§ **Excerpted text**
Despite this indisputable arithmetic, there has been surprisingly little interest in the macroeconomic impact of budgetary policies in contrast to the endless debates about every twist and turn of monetary policy. The explanation lies in the monetarist theories that came to dominate standard economic models of the pre-crisis period – and the related institutional changes that elevated central bankers above finance ministers as the supreme arbiters of economic policy.

Monetarism overturned the Keynesian fiscal consensus that prevailed from the 1930s to the 1970s, by introducing one simple assumption into the models that guided governments and central banks. The case for Keynesian fiscal stimulus in deep recessions was simply assumed away by asserting that interest rates could always be reduced sufficiently to stimulate private investment, discourage private savings and so restore growth. As a result, the private sector as a whole would never suffer for long from a shortfall in spending. Therefore government borrowing would never be needed to balance inadequate private demand.

As a result of these assumptions, interest rate decisions by central banks came to be seen as the only effective tool of macroeconomic management, while fiscal policy was relegated to a microeconomic supporting role. Tax structures and public spending levels were seen as supply-side issues influencing incentives and resource allocation, but the demand impact of government borrowing was largely ignored. Whether government borrowing expanded or contracted, interest rates would rise or fall to offset the Keynesian demand effects. Independent central bankers would manage macroeconomic demand with monetary policy, leaving governments to set taxes and spending plans to achieve political or supply-side objectives.

In the era of high inflation when monetarism was introduced, the idea that interest rates could always be cut by enough to revive private economic activity was reasonable enough. After all, when inflation is running at 5 percent, an interest rate of 1 percent is equivalent to minus 4 percent in real terms, imposing a massive tax on savers and offering a big subsidy to private investors. But this argument fails completely when inflation falls to negligible levels or disappears completely, as in the euro-zone and Japan.

Ironically, therefore, the very success of monetarism and central banking in conquering inflation now means that the era of monetary dominance is over. Keynesian fiscal thinking has triumphed and finance ministers are again more important than central bankers, even though most of them have not yet noticed. Once interest rates fell to zero, traditional monetary management lost its ability to provide further stimulus. And now that central banks are providing “forward guidance” which commits them to very low interest rates for years ahead, monetary policy has also lost its ability to offset fiscal easing and restrain demand.

As monetary policy has lost traction, fiscal policy has automatically gained power. With interest rates at or near zero, private demand cannot be simulated with further rate cuts and this means that monetary easing can no longer offset fiscal tightening. As a result, any reduction in budget deficits becomes unambiguously deflationary, which is why the French and Italian governments were right to resist enforcement of the German-inspired fiscal compact in the euro-zone. Conversely, fiscal expansion now provides an unqualified economic stimulus because there is no risk of interest rates rising significantly in the next year or two – and perhaps not until the end of the decade. In short, the world has returned to a period of fiscal dominance, as in the 1950s and 1960s.

§ **Collected material**
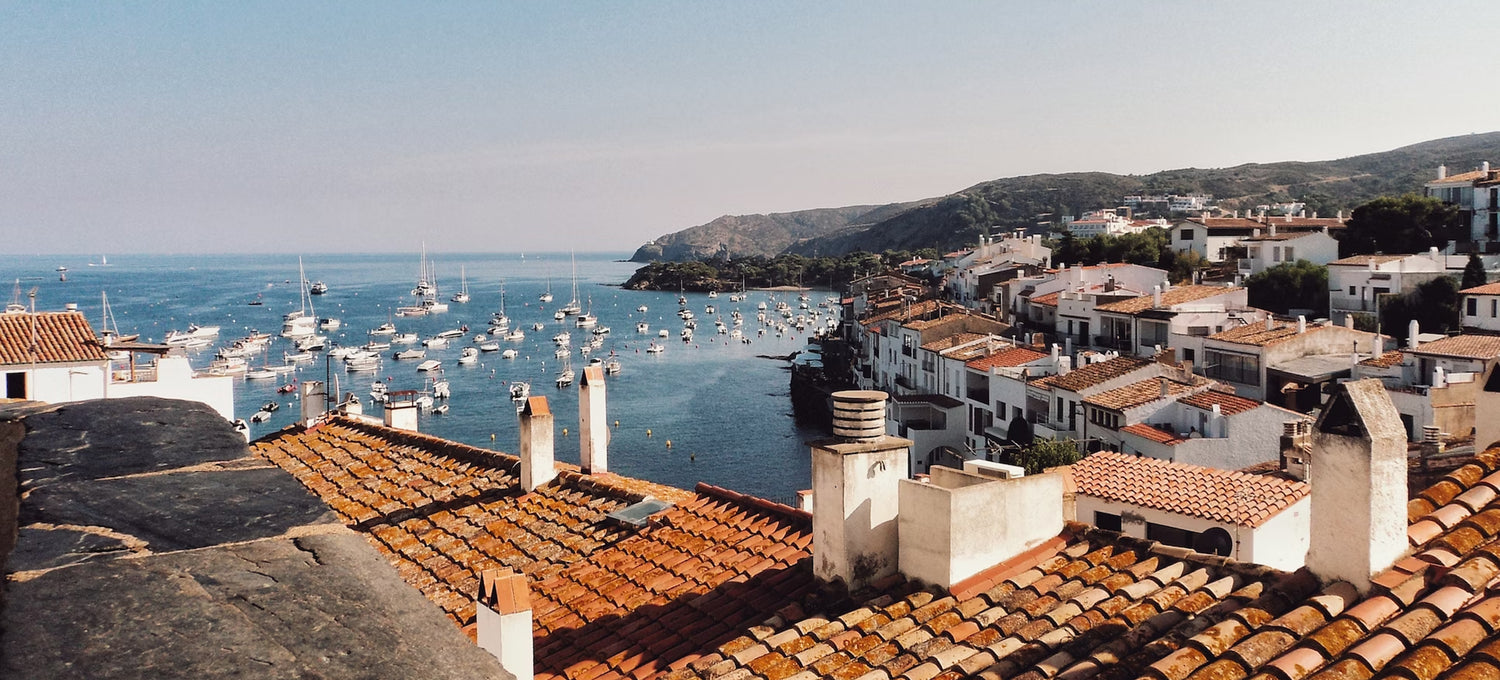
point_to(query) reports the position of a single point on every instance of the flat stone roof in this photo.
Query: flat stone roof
(153, 544)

§ **Tasks to complete**
1. Please list every decade that the text on monetarism and fiscal policy names explicitly.
2. According to the text on monetarism and fiscal policy, which governments were right to resist enforcement of the fiscal compact in the euro-zone?
The material is separate from the text on monetarism and fiscal policy.

§ **Your responses**
1. 1930s, 1970s, 1950s, 1960s

2. The French and Italian governments.